#### Assignment:
Return the lines below that carry the word "player".

Data items
************

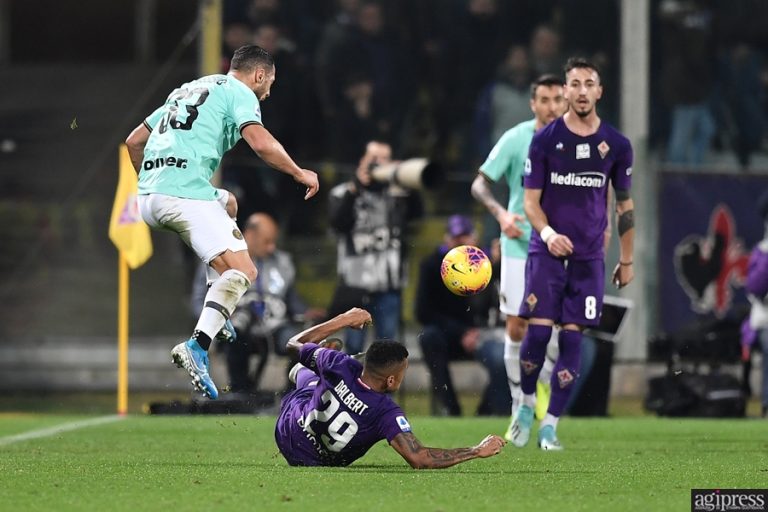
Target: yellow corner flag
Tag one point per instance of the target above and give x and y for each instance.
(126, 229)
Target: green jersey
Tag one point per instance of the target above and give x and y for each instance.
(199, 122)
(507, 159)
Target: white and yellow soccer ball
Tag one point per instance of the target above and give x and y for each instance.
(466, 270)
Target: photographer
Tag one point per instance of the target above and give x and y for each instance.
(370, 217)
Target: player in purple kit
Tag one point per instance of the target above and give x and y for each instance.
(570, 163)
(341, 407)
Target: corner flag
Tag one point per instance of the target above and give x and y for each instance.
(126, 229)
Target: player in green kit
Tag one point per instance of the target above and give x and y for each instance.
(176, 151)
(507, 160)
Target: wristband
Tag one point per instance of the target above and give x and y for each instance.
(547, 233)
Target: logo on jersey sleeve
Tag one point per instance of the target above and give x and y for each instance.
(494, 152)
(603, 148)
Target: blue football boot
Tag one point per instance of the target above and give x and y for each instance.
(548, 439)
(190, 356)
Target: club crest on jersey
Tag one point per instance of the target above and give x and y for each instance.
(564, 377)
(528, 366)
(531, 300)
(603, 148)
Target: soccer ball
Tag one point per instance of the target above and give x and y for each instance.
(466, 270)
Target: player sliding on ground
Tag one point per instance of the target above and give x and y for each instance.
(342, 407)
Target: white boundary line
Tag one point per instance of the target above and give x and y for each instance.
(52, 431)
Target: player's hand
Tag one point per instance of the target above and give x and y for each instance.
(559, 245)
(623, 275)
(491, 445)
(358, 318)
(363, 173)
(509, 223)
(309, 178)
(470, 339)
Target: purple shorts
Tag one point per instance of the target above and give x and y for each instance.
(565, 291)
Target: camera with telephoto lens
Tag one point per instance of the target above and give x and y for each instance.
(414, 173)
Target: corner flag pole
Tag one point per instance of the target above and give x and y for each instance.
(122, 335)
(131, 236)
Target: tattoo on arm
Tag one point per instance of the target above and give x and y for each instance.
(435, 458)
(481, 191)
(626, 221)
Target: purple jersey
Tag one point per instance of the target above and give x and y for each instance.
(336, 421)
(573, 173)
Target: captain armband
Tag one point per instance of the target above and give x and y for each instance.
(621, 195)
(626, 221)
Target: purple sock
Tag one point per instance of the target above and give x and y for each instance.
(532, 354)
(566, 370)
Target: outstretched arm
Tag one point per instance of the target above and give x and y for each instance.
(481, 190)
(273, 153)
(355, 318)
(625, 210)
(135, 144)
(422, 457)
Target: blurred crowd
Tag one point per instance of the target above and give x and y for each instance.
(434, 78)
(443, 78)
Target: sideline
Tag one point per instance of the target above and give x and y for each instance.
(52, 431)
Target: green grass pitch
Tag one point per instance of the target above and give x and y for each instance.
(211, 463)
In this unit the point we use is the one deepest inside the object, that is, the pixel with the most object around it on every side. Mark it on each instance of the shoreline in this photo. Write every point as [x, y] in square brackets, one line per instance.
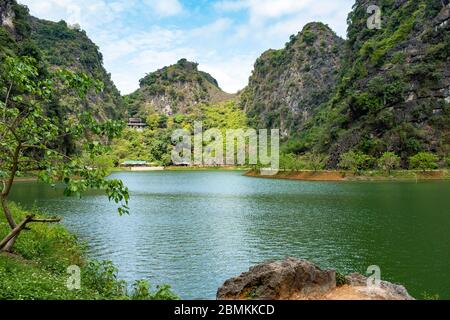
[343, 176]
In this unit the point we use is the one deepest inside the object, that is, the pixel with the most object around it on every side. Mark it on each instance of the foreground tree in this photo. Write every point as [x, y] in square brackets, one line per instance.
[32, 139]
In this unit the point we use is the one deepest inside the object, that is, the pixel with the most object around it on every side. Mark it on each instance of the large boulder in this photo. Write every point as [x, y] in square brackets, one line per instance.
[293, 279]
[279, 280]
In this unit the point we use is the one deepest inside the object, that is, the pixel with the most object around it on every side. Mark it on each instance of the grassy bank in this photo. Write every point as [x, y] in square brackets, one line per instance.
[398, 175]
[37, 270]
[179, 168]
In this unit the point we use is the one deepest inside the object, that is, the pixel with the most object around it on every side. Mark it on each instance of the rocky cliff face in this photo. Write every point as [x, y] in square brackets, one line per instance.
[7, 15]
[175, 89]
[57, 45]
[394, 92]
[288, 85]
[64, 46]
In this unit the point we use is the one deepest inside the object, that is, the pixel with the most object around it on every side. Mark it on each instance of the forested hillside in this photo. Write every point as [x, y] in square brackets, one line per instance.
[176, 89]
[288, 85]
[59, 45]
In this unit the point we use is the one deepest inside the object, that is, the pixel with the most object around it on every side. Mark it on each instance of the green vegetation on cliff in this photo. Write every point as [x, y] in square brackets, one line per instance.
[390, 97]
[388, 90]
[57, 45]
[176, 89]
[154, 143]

************

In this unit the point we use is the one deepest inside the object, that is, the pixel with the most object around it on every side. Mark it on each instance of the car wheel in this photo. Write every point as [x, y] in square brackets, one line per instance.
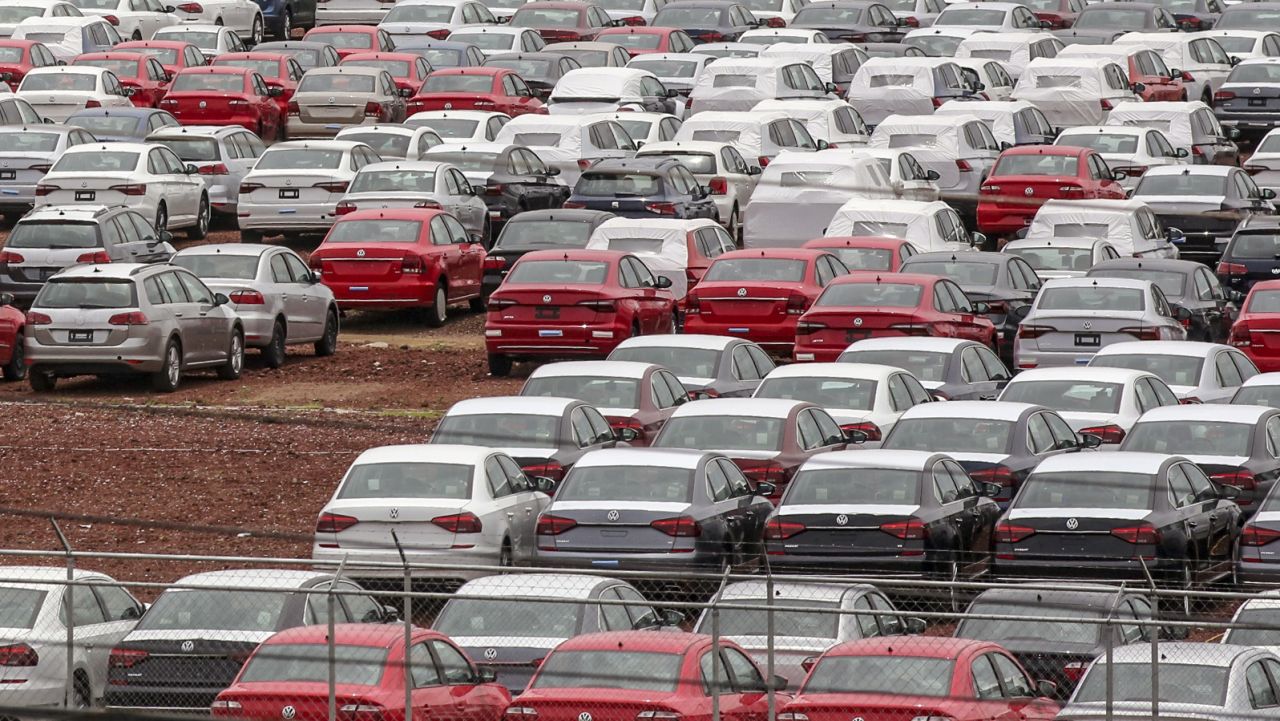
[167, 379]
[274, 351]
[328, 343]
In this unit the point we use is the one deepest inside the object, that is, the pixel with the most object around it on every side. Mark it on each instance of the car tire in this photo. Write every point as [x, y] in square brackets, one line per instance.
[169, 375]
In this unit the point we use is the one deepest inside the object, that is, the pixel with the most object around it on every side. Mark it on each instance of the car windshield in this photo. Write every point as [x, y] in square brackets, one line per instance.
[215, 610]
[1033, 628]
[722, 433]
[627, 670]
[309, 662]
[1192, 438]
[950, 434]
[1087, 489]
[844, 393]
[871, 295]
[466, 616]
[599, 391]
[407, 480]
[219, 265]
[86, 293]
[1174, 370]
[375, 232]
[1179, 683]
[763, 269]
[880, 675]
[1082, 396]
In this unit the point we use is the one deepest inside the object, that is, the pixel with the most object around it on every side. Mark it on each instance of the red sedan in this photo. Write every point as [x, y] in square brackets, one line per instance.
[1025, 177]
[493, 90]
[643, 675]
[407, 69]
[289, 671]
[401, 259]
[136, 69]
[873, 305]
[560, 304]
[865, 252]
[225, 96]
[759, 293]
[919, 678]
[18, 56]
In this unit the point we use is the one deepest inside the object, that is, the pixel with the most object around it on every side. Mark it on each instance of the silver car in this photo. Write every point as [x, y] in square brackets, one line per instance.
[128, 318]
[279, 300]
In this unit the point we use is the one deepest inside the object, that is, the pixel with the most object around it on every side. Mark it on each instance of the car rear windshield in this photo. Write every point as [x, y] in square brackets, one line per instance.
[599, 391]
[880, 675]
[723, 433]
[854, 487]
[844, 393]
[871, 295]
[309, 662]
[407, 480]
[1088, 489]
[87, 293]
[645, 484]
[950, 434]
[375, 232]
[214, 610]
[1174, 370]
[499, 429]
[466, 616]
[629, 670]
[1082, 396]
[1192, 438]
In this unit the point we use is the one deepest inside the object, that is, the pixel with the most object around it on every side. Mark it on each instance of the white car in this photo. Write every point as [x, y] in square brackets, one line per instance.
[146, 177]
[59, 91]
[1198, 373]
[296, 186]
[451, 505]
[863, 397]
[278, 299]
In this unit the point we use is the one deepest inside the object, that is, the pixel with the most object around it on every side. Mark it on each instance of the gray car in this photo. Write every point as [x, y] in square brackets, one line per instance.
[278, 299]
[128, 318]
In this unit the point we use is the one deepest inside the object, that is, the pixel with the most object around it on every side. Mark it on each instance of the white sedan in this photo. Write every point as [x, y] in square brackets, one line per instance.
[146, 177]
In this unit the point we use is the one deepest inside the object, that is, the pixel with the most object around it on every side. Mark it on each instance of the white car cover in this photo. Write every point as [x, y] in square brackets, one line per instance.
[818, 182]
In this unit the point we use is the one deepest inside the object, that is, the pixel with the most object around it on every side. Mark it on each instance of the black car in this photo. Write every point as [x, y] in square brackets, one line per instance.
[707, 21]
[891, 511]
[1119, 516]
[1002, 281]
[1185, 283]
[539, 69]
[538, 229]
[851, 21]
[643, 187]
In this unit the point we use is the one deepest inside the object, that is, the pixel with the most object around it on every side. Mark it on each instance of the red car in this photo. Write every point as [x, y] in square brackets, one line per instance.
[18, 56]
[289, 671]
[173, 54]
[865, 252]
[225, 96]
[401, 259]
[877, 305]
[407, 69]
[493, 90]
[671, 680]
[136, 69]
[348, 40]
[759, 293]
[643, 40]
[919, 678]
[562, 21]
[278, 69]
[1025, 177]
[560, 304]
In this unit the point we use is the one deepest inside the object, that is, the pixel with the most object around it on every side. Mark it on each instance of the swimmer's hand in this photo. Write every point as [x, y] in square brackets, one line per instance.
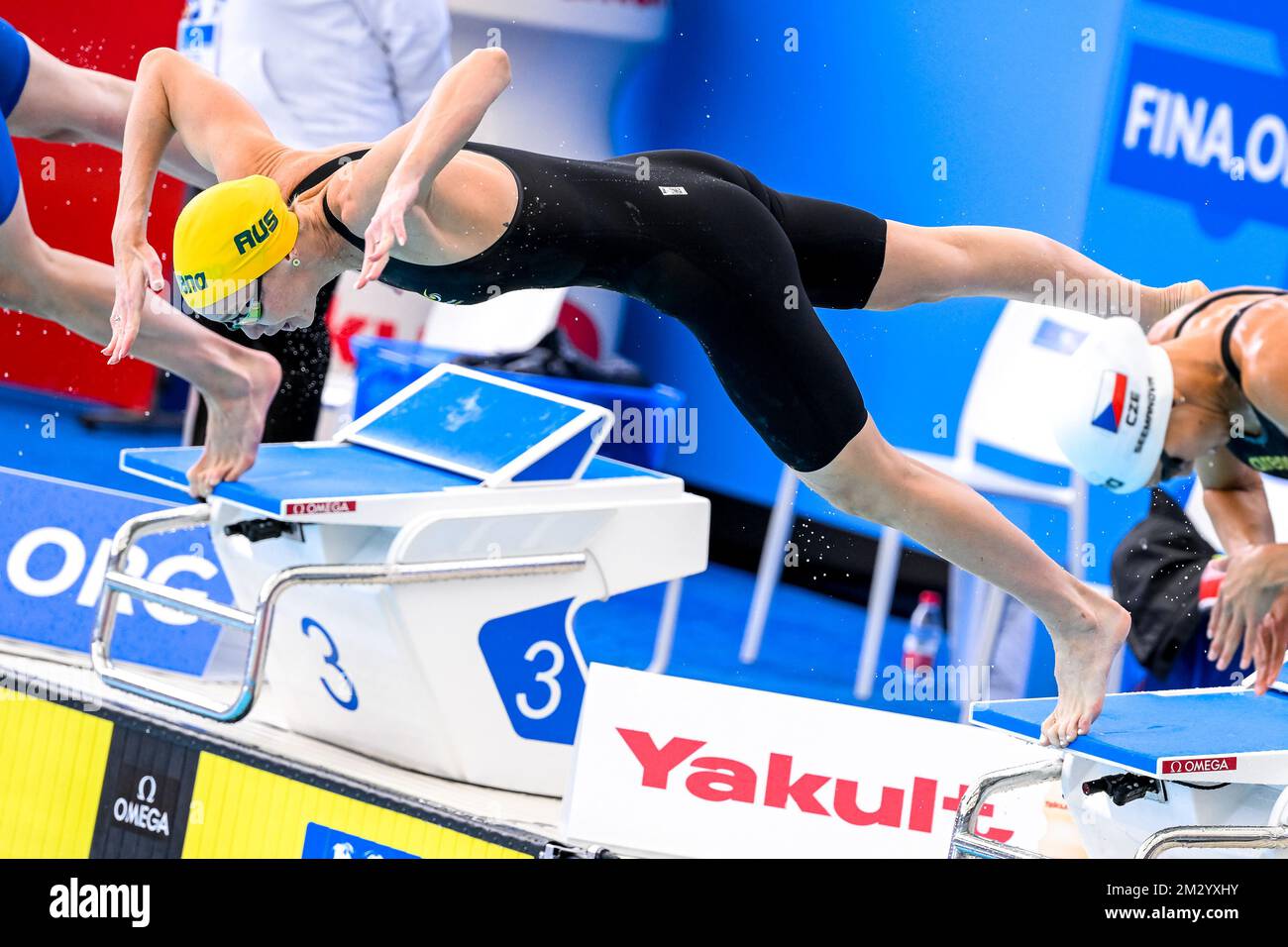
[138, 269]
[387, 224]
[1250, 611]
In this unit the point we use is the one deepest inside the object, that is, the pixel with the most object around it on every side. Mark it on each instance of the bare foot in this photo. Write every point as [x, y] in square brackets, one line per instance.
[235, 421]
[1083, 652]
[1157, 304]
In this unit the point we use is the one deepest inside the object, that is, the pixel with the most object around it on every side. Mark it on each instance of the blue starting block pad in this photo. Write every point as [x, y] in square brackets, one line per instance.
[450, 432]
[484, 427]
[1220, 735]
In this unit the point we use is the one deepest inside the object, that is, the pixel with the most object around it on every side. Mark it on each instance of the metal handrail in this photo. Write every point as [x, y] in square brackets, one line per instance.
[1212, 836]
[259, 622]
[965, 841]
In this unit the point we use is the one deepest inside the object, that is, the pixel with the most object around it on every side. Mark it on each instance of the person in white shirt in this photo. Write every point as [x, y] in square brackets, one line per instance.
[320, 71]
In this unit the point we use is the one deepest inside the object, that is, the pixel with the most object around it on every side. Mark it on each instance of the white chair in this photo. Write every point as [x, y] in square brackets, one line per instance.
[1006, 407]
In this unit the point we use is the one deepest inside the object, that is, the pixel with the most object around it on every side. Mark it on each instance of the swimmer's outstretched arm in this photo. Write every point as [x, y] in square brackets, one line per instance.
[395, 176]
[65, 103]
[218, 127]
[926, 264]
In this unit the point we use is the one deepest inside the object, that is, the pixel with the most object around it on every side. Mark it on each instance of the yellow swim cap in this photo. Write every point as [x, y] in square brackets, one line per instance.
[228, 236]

************

#### Your response:
Target: player in purple kit
Target: player in green kit
Target: player sliding on ground
Target: player's hand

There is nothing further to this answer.